■ **INSTRUCTIONS FOR THE TASK**
Write out the data below again, changing "tubular flower" to "trumpet flower" and leaving everything else the same.

■ **DATASET ENTRIES**
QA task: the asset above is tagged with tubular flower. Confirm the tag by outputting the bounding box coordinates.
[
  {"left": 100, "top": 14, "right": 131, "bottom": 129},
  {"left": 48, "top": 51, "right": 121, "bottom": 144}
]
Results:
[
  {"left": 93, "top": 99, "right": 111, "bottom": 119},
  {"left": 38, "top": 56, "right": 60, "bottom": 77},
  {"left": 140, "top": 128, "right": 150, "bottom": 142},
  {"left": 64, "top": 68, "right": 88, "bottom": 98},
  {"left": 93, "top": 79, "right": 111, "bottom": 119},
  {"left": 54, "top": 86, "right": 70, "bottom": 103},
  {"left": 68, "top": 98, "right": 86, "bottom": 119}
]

■ **RESULT OF THIS EXERCISE**
QA task: the asset above is tagged with trumpet flower. Confirm the tag by outputting the bounding box coordinates.
[
  {"left": 100, "top": 14, "right": 131, "bottom": 129},
  {"left": 48, "top": 51, "right": 121, "bottom": 144}
]
Results:
[
  {"left": 93, "top": 99, "right": 111, "bottom": 119},
  {"left": 38, "top": 56, "right": 60, "bottom": 77},
  {"left": 140, "top": 128, "right": 150, "bottom": 142},
  {"left": 64, "top": 68, "right": 88, "bottom": 98},
  {"left": 93, "top": 79, "right": 111, "bottom": 119},
  {"left": 54, "top": 86, "right": 70, "bottom": 103},
  {"left": 68, "top": 98, "right": 86, "bottom": 119}
]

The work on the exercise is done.